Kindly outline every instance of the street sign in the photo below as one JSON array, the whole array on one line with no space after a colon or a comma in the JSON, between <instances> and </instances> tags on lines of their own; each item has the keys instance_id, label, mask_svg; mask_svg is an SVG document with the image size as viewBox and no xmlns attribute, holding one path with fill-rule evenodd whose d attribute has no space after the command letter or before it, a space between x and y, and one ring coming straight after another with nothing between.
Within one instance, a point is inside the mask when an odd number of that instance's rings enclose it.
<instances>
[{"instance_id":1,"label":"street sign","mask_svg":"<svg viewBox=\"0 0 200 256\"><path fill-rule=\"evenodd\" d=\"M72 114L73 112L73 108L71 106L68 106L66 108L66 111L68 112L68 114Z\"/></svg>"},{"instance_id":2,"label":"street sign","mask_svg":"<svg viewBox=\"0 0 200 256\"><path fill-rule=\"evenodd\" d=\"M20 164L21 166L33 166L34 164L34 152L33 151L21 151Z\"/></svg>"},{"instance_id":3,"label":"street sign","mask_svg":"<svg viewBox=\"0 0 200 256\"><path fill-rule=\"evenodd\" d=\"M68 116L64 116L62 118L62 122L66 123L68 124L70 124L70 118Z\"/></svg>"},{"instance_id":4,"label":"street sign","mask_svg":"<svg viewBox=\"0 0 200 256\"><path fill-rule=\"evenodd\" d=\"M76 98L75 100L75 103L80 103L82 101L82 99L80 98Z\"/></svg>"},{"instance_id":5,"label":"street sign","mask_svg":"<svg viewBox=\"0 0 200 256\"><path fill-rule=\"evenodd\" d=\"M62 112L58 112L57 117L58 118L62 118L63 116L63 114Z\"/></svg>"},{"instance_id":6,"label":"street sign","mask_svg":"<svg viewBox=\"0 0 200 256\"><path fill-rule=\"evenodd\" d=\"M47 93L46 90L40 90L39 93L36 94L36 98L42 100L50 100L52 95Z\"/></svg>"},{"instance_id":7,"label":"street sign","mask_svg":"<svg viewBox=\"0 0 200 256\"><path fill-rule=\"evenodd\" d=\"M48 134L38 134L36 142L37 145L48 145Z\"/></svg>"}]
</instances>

§ **Requirements**:
Repeat the data precisely, reproducing every entry.

§ **The result**:
Kindly outline every instance of the street sign in the photo below as one JSON array, the whole array on one line with no space after a colon or a comma in the JSON, between <instances> and </instances> tags on lines of their own; each item has the keys instance_id, label, mask_svg; mask_svg is an SVG document with the image size as viewBox and no xmlns attribute, holding one path with fill-rule evenodd whose d attribute has no space after the command letter or before it, a space between x and y, and one ring coming straight after another with nothing between.
Within one instance, a point is inside the mask when an odd number of that instance's rings enclose it.
<instances>
[{"instance_id":1,"label":"street sign","mask_svg":"<svg viewBox=\"0 0 200 256\"><path fill-rule=\"evenodd\" d=\"M72 114L73 112L73 108L71 106L68 106L66 108L66 111L68 112L68 114Z\"/></svg>"},{"instance_id":2,"label":"street sign","mask_svg":"<svg viewBox=\"0 0 200 256\"><path fill-rule=\"evenodd\" d=\"M20 164L21 166L33 166L34 164L34 152L33 151L21 151Z\"/></svg>"},{"instance_id":3,"label":"street sign","mask_svg":"<svg viewBox=\"0 0 200 256\"><path fill-rule=\"evenodd\" d=\"M68 116L64 116L62 118L62 122L66 123L68 124L70 124L70 118Z\"/></svg>"},{"instance_id":4,"label":"street sign","mask_svg":"<svg viewBox=\"0 0 200 256\"><path fill-rule=\"evenodd\" d=\"M76 98L75 100L75 103L80 103L82 101L82 99L80 98Z\"/></svg>"},{"instance_id":5,"label":"street sign","mask_svg":"<svg viewBox=\"0 0 200 256\"><path fill-rule=\"evenodd\" d=\"M62 112L58 112L57 117L58 118L62 118L63 116L63 114Z\"/></svg>"},{"instance_id":6,"label":"street sign","mask_svg":"<svg viewBox=\"0 0 200 256\"><path fill-rule=\"evenodd\" d=\"M47 93L46 90L40 90L39 93L36 94L36 98L42 100L50 100L52 95Z\"/></svg>"},{"instance_id":7,"label":"street sign","mask_svg":"<svg viewBox=\"0 0 200 256\"><path fill-rule=\"evenodd\" d=\"M48 134L38 134L36 142L37 145L48 145Z\"/></svg>"}]
</instances>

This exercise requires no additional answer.